# [Task requirements]
Find the line with "845, row 258." and the line with "427, row 357." in the entries below; output exactly those two lines, every line between them, and no others.
------------------------------------
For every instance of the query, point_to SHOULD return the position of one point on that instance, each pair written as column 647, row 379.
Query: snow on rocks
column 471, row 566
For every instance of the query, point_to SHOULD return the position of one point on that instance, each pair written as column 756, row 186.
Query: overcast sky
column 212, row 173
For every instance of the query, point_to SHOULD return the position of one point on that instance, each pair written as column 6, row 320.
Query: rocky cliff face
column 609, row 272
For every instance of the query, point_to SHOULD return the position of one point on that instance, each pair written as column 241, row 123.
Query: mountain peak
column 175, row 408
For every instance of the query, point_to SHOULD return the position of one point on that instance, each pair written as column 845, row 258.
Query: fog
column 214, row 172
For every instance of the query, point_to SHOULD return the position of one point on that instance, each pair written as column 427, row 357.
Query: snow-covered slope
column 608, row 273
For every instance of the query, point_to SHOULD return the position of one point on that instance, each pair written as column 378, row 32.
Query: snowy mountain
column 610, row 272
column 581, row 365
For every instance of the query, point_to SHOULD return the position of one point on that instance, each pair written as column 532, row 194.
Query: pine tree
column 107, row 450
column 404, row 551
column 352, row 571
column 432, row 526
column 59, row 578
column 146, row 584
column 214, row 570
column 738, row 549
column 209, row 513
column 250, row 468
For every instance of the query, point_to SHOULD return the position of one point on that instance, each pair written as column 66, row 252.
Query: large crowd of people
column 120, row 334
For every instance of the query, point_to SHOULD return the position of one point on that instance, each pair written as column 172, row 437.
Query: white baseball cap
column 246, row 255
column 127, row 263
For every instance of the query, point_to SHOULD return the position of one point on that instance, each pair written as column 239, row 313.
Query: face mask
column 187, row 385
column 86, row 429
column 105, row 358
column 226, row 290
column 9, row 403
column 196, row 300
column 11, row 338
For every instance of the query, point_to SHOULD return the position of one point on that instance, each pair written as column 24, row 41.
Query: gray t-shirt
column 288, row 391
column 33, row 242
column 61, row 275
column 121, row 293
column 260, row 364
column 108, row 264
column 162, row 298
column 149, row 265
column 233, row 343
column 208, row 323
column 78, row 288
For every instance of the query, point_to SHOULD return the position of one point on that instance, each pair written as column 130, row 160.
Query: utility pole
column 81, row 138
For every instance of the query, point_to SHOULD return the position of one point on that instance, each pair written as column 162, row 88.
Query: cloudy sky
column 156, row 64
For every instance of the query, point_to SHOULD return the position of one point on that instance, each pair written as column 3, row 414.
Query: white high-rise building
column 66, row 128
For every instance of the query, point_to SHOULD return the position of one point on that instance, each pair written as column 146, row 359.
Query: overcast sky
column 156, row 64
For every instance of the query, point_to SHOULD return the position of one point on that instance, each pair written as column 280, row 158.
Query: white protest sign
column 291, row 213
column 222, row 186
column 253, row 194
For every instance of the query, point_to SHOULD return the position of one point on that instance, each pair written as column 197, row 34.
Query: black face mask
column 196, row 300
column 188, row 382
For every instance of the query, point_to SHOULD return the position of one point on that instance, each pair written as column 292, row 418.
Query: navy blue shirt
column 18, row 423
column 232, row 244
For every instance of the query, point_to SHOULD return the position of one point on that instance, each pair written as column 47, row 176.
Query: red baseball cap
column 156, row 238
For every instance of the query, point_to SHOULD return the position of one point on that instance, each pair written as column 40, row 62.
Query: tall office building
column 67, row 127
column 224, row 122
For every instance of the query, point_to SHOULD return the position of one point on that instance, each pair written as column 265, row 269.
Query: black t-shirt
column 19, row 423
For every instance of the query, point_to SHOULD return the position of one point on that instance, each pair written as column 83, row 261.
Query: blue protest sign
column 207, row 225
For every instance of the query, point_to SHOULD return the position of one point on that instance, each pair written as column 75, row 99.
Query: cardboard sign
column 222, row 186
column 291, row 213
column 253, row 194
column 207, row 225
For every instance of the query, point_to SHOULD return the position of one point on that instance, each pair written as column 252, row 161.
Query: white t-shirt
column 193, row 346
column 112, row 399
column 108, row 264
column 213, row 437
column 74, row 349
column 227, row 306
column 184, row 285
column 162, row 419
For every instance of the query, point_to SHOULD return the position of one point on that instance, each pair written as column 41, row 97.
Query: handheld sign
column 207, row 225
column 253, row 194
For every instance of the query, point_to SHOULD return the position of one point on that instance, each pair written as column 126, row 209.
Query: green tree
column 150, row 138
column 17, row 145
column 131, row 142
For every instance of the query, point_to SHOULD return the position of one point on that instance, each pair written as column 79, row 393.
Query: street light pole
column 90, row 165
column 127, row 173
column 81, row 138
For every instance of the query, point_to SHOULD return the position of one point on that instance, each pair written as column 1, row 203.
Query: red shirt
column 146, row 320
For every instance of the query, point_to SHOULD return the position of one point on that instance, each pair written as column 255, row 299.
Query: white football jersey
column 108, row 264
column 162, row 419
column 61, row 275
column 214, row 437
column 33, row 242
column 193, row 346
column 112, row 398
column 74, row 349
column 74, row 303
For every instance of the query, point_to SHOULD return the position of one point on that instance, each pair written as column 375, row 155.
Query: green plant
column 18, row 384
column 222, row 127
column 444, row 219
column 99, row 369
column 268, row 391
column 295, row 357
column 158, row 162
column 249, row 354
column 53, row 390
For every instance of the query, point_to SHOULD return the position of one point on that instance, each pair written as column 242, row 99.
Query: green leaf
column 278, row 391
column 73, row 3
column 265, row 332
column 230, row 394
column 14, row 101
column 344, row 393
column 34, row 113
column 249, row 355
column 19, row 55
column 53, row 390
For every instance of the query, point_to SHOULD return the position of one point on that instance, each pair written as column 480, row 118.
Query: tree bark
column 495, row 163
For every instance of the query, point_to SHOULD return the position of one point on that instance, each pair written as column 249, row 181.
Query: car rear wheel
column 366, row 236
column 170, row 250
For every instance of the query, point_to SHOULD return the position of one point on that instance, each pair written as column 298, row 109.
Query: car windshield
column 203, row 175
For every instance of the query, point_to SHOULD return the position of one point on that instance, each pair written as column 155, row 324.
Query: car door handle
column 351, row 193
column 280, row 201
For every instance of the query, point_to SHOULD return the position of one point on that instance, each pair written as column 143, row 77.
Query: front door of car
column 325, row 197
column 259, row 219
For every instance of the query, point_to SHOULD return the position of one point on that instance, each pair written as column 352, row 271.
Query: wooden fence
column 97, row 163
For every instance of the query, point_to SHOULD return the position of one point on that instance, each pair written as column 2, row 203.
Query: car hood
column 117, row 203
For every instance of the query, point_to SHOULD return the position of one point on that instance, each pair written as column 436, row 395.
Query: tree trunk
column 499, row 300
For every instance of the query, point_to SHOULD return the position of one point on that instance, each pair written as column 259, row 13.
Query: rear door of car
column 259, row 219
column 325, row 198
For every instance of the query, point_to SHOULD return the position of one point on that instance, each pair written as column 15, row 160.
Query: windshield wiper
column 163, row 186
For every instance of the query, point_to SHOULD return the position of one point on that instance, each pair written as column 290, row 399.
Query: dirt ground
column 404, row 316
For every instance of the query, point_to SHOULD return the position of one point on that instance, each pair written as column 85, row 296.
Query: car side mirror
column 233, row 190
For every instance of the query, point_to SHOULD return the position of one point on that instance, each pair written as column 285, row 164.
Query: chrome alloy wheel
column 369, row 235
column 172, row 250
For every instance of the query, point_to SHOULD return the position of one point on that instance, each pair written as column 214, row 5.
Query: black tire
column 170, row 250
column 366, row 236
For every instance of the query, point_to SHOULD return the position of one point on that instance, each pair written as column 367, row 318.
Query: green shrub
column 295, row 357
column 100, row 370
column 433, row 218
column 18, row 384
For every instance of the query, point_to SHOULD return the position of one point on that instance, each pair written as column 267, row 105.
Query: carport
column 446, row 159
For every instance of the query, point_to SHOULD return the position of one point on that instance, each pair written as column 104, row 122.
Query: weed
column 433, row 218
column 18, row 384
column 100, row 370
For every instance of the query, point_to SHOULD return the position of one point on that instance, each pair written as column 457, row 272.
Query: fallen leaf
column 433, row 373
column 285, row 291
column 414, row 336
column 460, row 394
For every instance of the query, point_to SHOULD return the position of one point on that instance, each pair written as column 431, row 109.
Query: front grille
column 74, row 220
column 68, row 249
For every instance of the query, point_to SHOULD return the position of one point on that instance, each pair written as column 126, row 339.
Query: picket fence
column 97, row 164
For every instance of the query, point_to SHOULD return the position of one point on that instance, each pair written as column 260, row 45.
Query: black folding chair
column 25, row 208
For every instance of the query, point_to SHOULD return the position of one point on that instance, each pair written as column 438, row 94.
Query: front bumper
------------------------------------
# [Answer to this problem]
For every instance of the query, point_to SHOULD return the position of one point on that instance, each pair written as column 845, row 258.
Query: fog
column 214, row 172
For every instance of the query, point_to SHOULD return the position of one point on that instance, each pair written as column 427, row 357.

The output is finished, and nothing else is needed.